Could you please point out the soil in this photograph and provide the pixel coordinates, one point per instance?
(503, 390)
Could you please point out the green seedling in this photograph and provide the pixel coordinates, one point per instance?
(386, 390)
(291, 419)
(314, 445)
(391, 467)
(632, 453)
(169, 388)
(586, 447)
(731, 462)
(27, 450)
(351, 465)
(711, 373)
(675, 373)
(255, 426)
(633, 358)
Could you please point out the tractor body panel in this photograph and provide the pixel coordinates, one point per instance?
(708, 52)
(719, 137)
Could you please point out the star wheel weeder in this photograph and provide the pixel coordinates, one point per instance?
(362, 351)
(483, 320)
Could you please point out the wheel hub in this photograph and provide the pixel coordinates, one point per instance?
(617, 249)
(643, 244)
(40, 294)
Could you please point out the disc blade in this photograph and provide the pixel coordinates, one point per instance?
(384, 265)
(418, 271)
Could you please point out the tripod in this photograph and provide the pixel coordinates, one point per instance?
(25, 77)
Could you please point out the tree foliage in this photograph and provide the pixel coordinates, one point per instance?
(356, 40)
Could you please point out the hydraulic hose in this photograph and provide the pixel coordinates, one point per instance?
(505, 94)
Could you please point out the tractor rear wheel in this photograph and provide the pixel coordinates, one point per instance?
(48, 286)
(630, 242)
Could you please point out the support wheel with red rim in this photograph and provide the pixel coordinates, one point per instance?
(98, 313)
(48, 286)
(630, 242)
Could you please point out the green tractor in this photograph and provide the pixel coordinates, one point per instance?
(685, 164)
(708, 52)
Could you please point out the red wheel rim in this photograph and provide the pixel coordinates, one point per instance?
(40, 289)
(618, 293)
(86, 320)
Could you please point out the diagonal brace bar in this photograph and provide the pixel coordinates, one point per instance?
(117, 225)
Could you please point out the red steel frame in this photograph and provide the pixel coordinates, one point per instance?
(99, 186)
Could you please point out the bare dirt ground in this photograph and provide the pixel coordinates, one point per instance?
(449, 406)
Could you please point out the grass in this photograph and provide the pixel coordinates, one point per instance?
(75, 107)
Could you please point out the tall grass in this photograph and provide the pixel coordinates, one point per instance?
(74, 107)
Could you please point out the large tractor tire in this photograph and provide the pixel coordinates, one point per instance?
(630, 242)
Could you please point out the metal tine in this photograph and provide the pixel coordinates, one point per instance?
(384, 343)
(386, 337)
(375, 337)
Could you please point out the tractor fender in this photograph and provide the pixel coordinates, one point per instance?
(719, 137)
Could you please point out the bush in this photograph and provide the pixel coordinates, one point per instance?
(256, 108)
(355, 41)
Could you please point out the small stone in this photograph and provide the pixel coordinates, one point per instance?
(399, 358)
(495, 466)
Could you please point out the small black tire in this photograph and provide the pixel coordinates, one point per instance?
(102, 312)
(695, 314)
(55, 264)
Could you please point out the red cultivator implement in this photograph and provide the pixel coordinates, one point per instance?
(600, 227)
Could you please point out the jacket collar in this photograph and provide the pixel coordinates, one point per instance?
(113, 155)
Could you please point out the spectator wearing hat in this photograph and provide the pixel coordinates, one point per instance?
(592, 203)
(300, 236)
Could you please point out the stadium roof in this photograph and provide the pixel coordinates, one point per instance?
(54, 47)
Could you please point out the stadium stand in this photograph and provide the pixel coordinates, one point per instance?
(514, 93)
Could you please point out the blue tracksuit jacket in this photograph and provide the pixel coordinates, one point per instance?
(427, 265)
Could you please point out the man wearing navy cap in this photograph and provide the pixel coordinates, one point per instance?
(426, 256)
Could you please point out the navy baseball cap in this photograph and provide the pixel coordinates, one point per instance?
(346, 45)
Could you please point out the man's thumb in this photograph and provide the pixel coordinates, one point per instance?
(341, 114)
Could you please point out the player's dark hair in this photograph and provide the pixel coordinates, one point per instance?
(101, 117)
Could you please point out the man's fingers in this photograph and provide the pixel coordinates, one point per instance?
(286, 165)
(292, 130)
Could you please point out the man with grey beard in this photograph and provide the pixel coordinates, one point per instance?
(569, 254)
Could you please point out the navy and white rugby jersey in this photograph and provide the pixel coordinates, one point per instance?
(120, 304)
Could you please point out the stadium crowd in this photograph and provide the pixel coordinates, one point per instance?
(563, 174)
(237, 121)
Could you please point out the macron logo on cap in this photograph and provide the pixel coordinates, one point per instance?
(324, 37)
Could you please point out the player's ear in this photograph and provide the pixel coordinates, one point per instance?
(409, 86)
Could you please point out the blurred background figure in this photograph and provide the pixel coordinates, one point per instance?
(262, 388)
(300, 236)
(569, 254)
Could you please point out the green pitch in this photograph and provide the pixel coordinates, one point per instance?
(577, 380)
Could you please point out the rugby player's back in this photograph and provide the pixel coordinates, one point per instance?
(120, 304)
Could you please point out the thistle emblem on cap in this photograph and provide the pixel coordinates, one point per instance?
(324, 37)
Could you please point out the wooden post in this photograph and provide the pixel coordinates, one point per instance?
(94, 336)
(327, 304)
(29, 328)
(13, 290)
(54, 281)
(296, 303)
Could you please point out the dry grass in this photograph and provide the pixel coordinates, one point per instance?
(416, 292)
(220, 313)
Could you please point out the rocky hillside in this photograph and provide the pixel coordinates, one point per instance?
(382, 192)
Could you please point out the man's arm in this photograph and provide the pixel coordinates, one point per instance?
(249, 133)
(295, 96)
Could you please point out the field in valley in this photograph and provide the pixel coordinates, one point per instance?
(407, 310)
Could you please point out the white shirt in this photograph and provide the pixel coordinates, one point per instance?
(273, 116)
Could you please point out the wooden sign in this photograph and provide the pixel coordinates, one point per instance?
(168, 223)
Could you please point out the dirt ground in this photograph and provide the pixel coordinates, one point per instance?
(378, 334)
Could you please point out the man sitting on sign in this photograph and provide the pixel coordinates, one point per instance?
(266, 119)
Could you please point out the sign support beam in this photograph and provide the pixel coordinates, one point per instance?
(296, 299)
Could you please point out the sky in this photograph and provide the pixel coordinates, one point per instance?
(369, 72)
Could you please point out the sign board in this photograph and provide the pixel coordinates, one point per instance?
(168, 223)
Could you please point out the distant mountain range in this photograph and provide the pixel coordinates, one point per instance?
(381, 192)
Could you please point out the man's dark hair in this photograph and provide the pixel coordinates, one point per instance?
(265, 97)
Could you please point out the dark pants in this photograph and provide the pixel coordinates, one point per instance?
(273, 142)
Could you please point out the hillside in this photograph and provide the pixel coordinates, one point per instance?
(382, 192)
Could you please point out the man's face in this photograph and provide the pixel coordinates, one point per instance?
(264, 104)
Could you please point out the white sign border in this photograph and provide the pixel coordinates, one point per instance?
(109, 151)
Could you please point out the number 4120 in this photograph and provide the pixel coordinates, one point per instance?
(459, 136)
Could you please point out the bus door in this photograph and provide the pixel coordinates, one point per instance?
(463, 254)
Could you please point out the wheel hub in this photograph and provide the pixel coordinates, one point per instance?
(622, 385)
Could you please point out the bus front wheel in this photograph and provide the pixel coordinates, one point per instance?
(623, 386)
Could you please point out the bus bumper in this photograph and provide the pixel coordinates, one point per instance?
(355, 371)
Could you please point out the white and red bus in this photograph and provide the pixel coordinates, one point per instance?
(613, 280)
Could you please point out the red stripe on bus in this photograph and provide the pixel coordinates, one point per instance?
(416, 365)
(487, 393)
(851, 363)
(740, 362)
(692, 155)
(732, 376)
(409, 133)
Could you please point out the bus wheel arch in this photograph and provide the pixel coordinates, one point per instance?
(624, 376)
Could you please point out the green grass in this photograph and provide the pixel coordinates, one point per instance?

____

§ **Prompt**
The records above are to be repeated exactly, in their entirety.

§ **Solution to this problem**
Could you please point out the soil in this photograph and provide the pixel coordinates, one point per instance?
(503, 390)
Could you please point out the green seedling in this photograph and provide the pixel coordinates, one point per instance?
(386, 390)
(291, 419)
(314, 445)
(391, 467)
(632, 453)
(169, 388)
(586, 447)
(731, 462)
(27, 450)
(351, 465)
(711, 373)
(675, 373)
(255, 426)
(633, 358)
Could you please point out the tractor body panel in this photograph and provide the pixel coordinates, one point per instance?
(708, 52)
(719, 137)
Could you please point out the star wheel weeder in this photograph and provide the pixel coordinates, one point per instance?
(362, 351)
(483, 320)
Could you please point out the wheel hub in this photograph and provide the pixel coordinates, one point per instance?
(617, 249)
(643, 244)
(40, 294)
Could you please point out the disc blade in this photograph and provide the pixel coordinates, one point per instance?
(384, 265)
(418, 271)
Could you please point out the tripod in this photograph and provide the pixel coordinates, one point per instance?
(25, 77)
Could you please point out the tree foliage in this photograph and provide the pixel coordinates, one point per instance?
(356, 40)
Could you please point out the hydraulic hose in this photograph and provide the pixel coordinates, one point per instance?
(505, 94)
Could you please point out the tractor rear wheel in this photograph and provide the pixel coordinates, one point per instance?
(48, 286)
(630, 242)
Could you please point out the support wheel with red rim in this photograph and provide the pixel coordinates, one point per instance?
(98, 313)
(48, 286)
(630, 242)
Could you please point out the green tractor in this photograph and provide the pixel coordinates, one point per instance?
(685, 164)
(708, 52)
Could you please point out the red wheel rim in this photograph and provide the pixel coordinates, one point per instance?
(40, 289)
(618, 293)
(86, 320)
Could you please point out the diagonal brace bar in this photograph and provide the pixel coordinates, one point per instance?
(117, 225)
Could you please point out the red steel frame in this photograph and provide the pixel coordinates, one point per instance?
(99, 186)
Could you please point out the bare dirt ground in this photograph and provide the pixel coordinates, one point per instance?
(449, 406)
Could you please point out the grass in this photograph and provide the pixel coordinates, one point per instance?
(75, 107)
Could you please point out the tall grass in this photograph and provide the pixel coordinates, one point per instance?
(74, 107)
Could you please point out the large tractor tire in this photograph and provide the pixel coordinates, one point per instance?
(630, 242)
Could you please point out the metal tine in this photograph and provide the pixel coordinates, one point per instance?
(384, 343)
(386, 337)
(375, 337)
Could you please point out the tractor fender in this photograph and provide the pixel coordinates, one point per instance?
(719, 137)
Could you please point out the bush in this photograph and provide the pixel coordinates, one point per instance?
(256, 108)
(355, 41)
Could you please point out the small stone in this photograph and provide the pixel coordinates, one point per instance?
(399, 358)
(495, 466)
Could you please point out the small black tire in this photograph and provide the pixel coordinates, one point per instance?
(102, 312)
(695, 314)
(55, 264)
Could you please point out the red cultivator implement in this photograph and provide the pixel coordinates, one point per instance?
(600, 227)
Could you please point out the jacket collar in this photograph and provide the pixel coordinates, one point per instance?
(113, 155)
Could you please point out the spectator wearing hat in this photograph and provide the pixel coordinates, one point per instance?
(592, 203)
(300, 236)
Could you please point out the stadium roof in this photograph and provide the pixel coordinates, one point per instance?
(54, 47)
Could you please point out the stadium stand in this photograph and provide the pixel coordinates, one point per instance?
(514, 93)
Could you please point out the blue tracksuit jacket in this photograph and provide the pixel coordinates, one point per instance?
(427, 265)
Could you please point out the man wearing navy cap in this photograph and provide the pixel coordinates, one point per instance?
(426, 256)
Could you please point out the navy baseball cap in this photograph and provide the pixel coordinates, one point per instance?
(346, 45)
Could you please point out the man's thumb in this photograph and provide the pixel coordinates, one point per instance?
(341, 114)
Could you please point out the player's dark hair in this photograph and provide the pixel coordinates, one point per instance?
(101, 117)
Could you please point out the man's fingers in this photograph and provide the pixel coordinates, one point per instance?
(286, 165)
(292, 130)
Could you please point out the man with grey beard in this photograph and provide the pixel coordinates, one point per instance?
(569, 254)
Could you please point out the navy and white rugby jersey in this photograph and provide the pixel coordinates, one point per instance?
(120, 304)
Could you please point out the stadium crowd in this photograph and provide the pixel coordinates, one point per instance?
(563, 174)
(237, 121)
Could you please point out the macron logo on cap in this photograph and provide the pixel coordinates, one point per instance?
(324, 37)
Could you please point out the player's ear in this photograph and provide the pixel coordinates, one point per instance?
(409, 86)
Could you please point out the blurred background figure in this photograph and provide the pixel coordinates, one point per instance?
(262, 388)
(300, 236)
(569, 254)
Could you please point out the green pitch in this photograph and provide the pixel coordinates, one point per instance?
(577, 380)
Could you please point out the rugby player's back in this photograph and provide the pixel coordinates, one point per instance?
(120, 304)
Could you please point out the thistle emblem on cap in this photograph and provide the pixel coordinates, one point per instance?
(324, 37)
Could you please point out the wooden post in this photograph and provide the pixel coordinates, one point per instance?
(94, 336)
(327, 304)
(29, 328)
(13, 290)
(54, 281)
(296, 303)
Could you please point out the dry grass in this photograph and provide the pixel coordinates, one point per instance?
(416, 292)
(220, 313)
Could you please point out the rocky hillside in this photograph and provide the pixel coordinates, one point per instance?
(382, 192)
Could you please point out the man's arm in this photograph and provide the pixel coordinates, one point per instance?
(249, 133)
(295, 96)
Could you please point out the field in valley in this photograph and provide the pixel coordinates, one point per instance?
(407, 310)
Could you please point out the white shirt in this photograph and provide the pixel coordinates, one point per instance?
(273, 116)
Could you please point out the wooden sign in this photograph and provide the pixel coordinates, one point per instance?
(168, 223)
Could you please point out the dirt ground in this photograph and provide the pixel coordinates, one point per instance?
(378, 334)
Could you please point out the man sitting on sign in this photograph and provide the pixel coordinates, one point per instance?
(266, 119)
Could you please point out the sign support beam in this photograph and provide the pixel coordinates, one point per instance?
(296, 299)
Could you please point out the sky in this photograph and provide the pixel coordinates, one point per instance?
(369, 72)
Could you please point out the sign board in this photograph and provide the pixel coordinates, one point per instance?
(168, 223)
Could you please point out the distant mountain range in this photograph and provide the pixel coordinates, one point per instance?
(381, 192)
Could you please point out the man's dark hair in this photograph and provide the pixel coordinates, one point per instance?
(265, 97)
Could you please point out the dark pants in this photograph and provide the pixel coordinates, one point per instance?
(273, 142)
Could you please point out the hillside in this photograph and provide the pixel coordinates, one point per instance?
(382, 192)
Could you please point out the man's face in this photograph and provide the pixel coordinates, one point per instance?
(264, 104)
Could you please point out the white sign border in this photograph and provide the pixel coordinates, one point per instance?
(109, 151)
Could you please point out the number 4120 in this photograph and provide the pixel coordinates, one point per instance?
(459, 136)
Could you please point out the bus door in this photograph and provide the pixel coordinates, one point per instance?
(463, 254)
Could you please point out the wheel hub in this photograph and provide the pixel coordinates, one point per instance?
(622, 385)
Could you please point out the bus front wheel in this photograph and provide the pixel coordinates, one point per instance?
(623, 386)
Could you please point out the bus bumper in this photograph and provide the pixel coordinates, one point per instance?
(355, 371)
Could you please point out the white and red bus in this photograph and provide the pixel coordinates, one point per instance?
(613, 280)
Could you please point out the red stripe on bus in this photograph and provide the pixel coordinates, one point per instance?
(416, 365)
(487, 393)
(851, 363)
(740, 362)
(692, 155)
(732, 376)
(409, 133)
Could you please point out the bus wheel arch in this photograph and provide the pixel coordinates, one point per instance?
(624, 376)
Could you please point out the green grass in this photograph and provide the pixel coordinates, one point per instance?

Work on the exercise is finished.